● DATA SHOWN
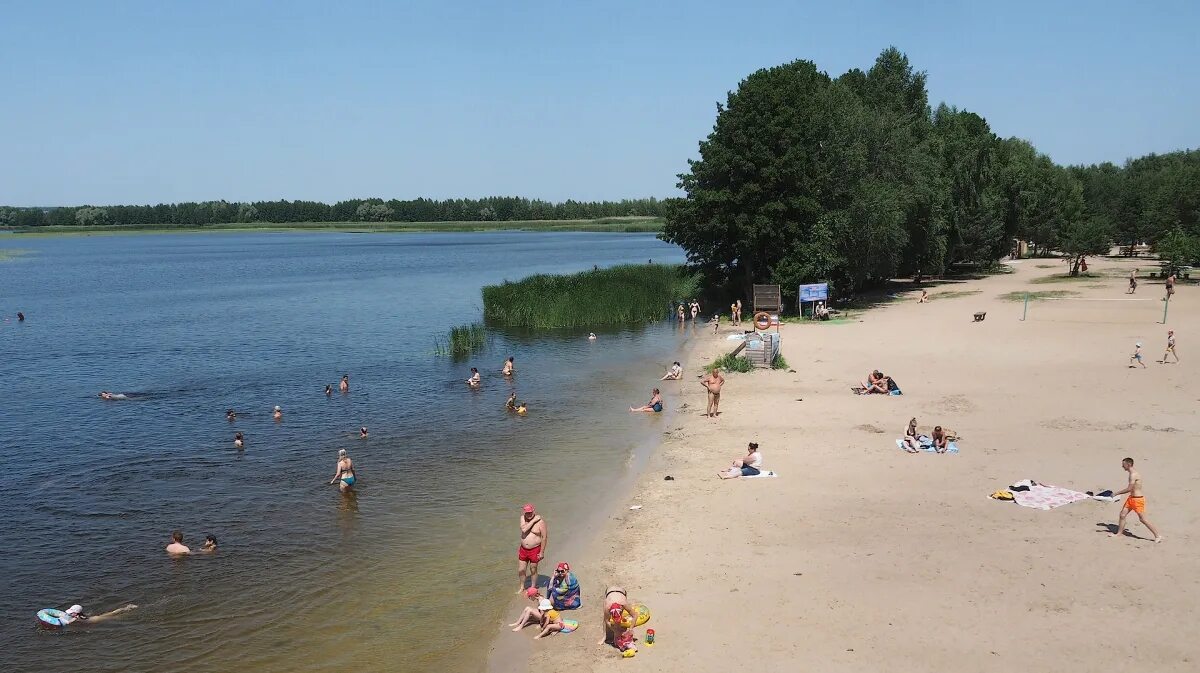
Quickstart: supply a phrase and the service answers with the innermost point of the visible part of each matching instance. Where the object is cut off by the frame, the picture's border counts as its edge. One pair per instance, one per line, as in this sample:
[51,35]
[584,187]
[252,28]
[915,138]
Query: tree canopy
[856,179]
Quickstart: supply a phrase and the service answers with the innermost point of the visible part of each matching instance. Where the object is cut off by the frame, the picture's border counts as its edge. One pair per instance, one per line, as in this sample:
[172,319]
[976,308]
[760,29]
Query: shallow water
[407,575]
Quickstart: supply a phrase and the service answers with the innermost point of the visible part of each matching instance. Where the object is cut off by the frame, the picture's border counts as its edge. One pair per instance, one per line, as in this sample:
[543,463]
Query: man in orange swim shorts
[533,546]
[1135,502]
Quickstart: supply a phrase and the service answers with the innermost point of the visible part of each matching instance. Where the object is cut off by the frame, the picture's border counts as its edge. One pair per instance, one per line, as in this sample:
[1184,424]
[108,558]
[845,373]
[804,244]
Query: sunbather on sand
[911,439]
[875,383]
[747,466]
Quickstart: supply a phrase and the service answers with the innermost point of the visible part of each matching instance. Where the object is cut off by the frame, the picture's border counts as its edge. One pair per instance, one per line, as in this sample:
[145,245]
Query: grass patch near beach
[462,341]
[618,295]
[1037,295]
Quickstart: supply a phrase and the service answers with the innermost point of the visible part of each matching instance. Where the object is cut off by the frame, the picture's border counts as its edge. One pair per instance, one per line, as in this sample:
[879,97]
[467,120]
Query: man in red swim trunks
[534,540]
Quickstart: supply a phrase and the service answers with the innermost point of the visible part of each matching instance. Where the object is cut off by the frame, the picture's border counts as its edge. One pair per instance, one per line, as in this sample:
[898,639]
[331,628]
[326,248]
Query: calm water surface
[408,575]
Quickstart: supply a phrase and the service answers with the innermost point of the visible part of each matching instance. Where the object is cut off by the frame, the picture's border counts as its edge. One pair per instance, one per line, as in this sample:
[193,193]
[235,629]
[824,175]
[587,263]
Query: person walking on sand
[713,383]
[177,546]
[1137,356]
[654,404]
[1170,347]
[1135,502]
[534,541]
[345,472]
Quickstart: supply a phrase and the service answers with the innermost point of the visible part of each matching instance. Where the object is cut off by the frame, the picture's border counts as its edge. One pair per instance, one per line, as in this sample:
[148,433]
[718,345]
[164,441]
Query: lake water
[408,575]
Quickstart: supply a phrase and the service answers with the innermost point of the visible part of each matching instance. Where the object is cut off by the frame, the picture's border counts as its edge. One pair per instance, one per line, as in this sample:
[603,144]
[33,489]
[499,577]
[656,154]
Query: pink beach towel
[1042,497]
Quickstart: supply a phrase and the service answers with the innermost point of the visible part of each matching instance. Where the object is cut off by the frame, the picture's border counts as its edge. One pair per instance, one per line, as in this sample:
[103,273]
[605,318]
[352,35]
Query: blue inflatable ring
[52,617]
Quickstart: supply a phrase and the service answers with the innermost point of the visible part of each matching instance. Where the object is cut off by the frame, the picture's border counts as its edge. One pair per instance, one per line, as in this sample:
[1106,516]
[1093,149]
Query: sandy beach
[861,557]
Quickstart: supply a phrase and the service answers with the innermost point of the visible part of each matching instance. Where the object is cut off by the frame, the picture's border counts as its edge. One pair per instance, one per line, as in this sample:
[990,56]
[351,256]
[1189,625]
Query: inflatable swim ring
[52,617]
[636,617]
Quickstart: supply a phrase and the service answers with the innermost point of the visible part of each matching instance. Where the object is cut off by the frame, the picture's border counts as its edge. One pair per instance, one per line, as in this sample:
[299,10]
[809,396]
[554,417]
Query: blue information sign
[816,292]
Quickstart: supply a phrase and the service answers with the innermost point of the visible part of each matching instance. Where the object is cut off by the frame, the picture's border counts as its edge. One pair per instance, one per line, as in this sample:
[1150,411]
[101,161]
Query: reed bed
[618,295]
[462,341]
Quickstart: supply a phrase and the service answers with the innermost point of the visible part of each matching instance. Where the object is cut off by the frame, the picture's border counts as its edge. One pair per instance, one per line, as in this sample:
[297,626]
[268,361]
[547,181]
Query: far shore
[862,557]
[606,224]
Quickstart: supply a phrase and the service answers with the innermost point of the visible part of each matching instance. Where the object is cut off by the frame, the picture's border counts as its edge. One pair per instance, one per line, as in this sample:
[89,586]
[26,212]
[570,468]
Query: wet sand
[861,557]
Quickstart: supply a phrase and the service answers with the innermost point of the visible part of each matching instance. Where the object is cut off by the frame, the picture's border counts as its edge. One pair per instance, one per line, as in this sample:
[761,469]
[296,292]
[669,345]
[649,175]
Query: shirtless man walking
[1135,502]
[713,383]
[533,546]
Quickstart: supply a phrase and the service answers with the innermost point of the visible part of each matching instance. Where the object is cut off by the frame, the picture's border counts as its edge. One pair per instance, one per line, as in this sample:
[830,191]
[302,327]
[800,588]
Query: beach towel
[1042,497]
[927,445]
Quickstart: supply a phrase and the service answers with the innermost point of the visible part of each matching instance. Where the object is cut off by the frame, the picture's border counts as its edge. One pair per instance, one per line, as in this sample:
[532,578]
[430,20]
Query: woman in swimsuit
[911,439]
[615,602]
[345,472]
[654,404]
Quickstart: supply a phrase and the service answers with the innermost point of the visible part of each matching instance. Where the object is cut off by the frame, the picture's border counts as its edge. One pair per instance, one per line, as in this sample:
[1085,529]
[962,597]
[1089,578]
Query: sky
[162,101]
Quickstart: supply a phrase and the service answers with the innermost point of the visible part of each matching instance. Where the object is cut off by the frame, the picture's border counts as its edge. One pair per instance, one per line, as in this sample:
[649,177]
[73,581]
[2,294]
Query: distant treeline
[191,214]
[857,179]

● INSTRUCTIONS TO FOLLOW
Reproduce the listing verbatim, pictures excluded.

● ANSWER BOX
Quickstart: supply a phrase and the service answers with the innermost point of the visible part of each matching instance. Where the object is cut off by the frame, the picture's border counts as its edge. One pair per instance, one per line, as in this sample:
[51,35]
[584,187]
[252,28]
[915,138]
Query: tree canopy
[856,179]
Quickstart: supply a phrase and the service answers with the innermost point of the visible part of each matching instance. Where the object is cut off by the frame, the picture's border counts as its edge. One pair per instance, one per line, as in this sample:
[172,319]
[976,308]
[760,29]
Query: shallow water
[407,575]
Quickstart: supply a phrase and the service answers with the innermost point of the visible part of each matching instance. Where the object is cut off by the frame, the picture's border counts as its edge. One pair per instance, one per line, as in this sample:
[543,463]
Query: man in orange swim shorts
[533,546]
[1135,502]
Quickstart: supply a phrase and the service answers with the innermost point of the visible part of each matching instance. Where the object is cut off by the frame, the picture's border counts as its edge. One pair per instance, one per line, as in this sample:
[1184,424]
[108,558]
[845,373]
[804,244]
Query: sunbather on sand
[911,439]
[875,383]
[747,466]
Quickstart: supply a phrase and the service answers with the innermost point of the visible part of each matching instance. Where the object is cut off by the frame, the picture's border counts as its edge. One pair per instance, one per line, as in this sample:
[145,245]
Query: grass patch near beach
[462,341]
[618,295]
[1037,295]
Quickstart: supply a phrase and the service answers with the innermost point of the visible part of each matching instance. Where the object is cut off by the frame, the picture's border counts as its edge. One pair per instance, one per line, as in this sample:
[879,97]
[467,120]
Query: man in red swim trunks
[534,540]
Quickstart: supply a phrase and the service answers with the innermost point of the visible part of each matching instance. Where the object is cut off by the frame, the picture's border counts as its edge. One pair per instance, one per line, as in this sample:
[898,639]
[331,628]
[326,248]
Query: calm water surface
[408,575]
Quickstart: supply a phrase and the service answers with the innermost point of the visible part of each matching instance. Where the object is cut off by the frame, the picture's border counts as its edge. One pair per instance, one per line, as in this sample:
[193,193]
[235,629]
[824,175]
[587,263]
Query: person walking on sand
[713,383]
[177,546]
[1137,356]
[654,404]
[1170,347]
[1135,502]
[534,541]
[345,472]
Quickstart: supply a phrase and the service answers with the innermost point of the visible part of each matching instance. Where the object is cut off by the frame, the picture's border counts as its edge. One pair per instance, one per line, as in this sample:
[148,433]
[718,345]
[164,441]
Query: lake water
[408,575]
Quickstart: supply a phrase and the service answers with the innermost point of the visible part of each matching instance. Where the object is cut off by the frame, the picture's border counts as its edge. One pair per instance, one per line, as in this sample:
[603,144]
[33,489]
[499,577]
[656,154]
Query: pink beach towel
[1042,497]
Quickstart: supply a phrase and the service answers with the innermost point of the visible part of each matching instance. Where the object is cut off by the frame, the picture's border counts as its edge. One pair per instance, one per line, as in this sample:
[103,273]
[605,318]
[352,35]
Query: blue inflatable ring
[52,617]
Quickstart: supply a phrase and the service answers with the innermost point of the visible part of each matching instance. Where the object is cut off by the frame, the picture's border counts as its edge. One pair per instance, one per line, as in this sample:
[1106,516]
[1093,149]
Query: sandy beach
[861,557]
Quickstart: supply a phrase and the service answers with the innermost point of the visible part of each matching instance. Where the object is cut off by the frame, the picture's border counts as its edge. One pair per instance, one per line, as in this sample:
[990,56]
[351,256]
[1189,625]
Query: inflatable swim ring
[52,617]
[636,617]
Quickstart: supply a phrase and the service answers with the innermost point of the visible part of each matching instance. Where the object is cut off by the frame, the picture's border counts as its edge. One pair per instance, one per line, as in this sample:
[299,10]
[809,396]
[554,417]
Query: blue information sign
[816,292]
Quickstart: supply a phrase and the service answers with the innermost point of the visible part of each matching instance. Where the object is cut off by the frame, the picture's border counts as its edge. One pair per instance, one per line, as in this sample:
[1150,411]
[101,161]
Query: reed bed
[618,295]
[462,341]
Quickstart: supply a phrase and the service answers with the innermost point of the visible part of each matching instance. Where the object is cut off by the frame, the picture's border counts as its edge. One pair per instance, one per line, as in this sample:
[297,626]
[268,361]
[547,181]
Query: far shore
[862,557]
[606,224]
Quickstart: supply a phrase and the service answers with the innermost point of the visible part of each matching instance. Where the object is cut off by the frame, the picture's border counts as its edge. One pair per instance, one per line, as in this sample:
[89,586]
[26,212]
[570,468]
Query: wet sand
[861,557]
Quickstart: supply a phrase and the service answers with the innermost point of the visible part of each matching instance. Where the object is cut off by the frame, the picture's border counts as its edge. One pair per instance, one per line, as in this sample:
[761,469]
[296,292]
[669,345]
[649,175]
Query: shirtless man walking
[1135,502]
[713,383]
[533,546]
Quickstart: supply a phrase and the service answers with the innermost point of the visible part of each matching instance. Where the object is cut off by the frame, the picture's border counts as its edge. One pair per instance, one per line, as in this sample:
[830,191]
[302,327]
[800,588]
Query: beach towel
[1042,497]
[927,445]
Quickstart: supply a phrase and the service answers with the innermost point of the visible part of each matching instance. Where the object is cut off by the frame, the picture's border counts as its edge. One pair per instance, one per line, as in this sample:
[532,578]
[430,20]
Query: woman in swimsuit
[911,439]
[615,602]
[345,472]
[654,404]
Quickstart: supply a phrase and the service answers with the innermost point of the visible part of each matching instance. Where the object is cut off by the frame, the picture's border counts as its edge. One pair per instance, one per line, as in this sample:
[1085,529]
[962,597]
[1089,578]
Query: sky
[162,101]
Quickstart: supply a phrase and the service answers with the innermost point of the visible part of each matching instance. Where the object is cut off by the frame, the picture's border counts as its edge. One pair per instance, one per line, as in this sample:
[649,177]
[73,581]
[2,294]
Query: distant treeline
[191,214]
[857,179]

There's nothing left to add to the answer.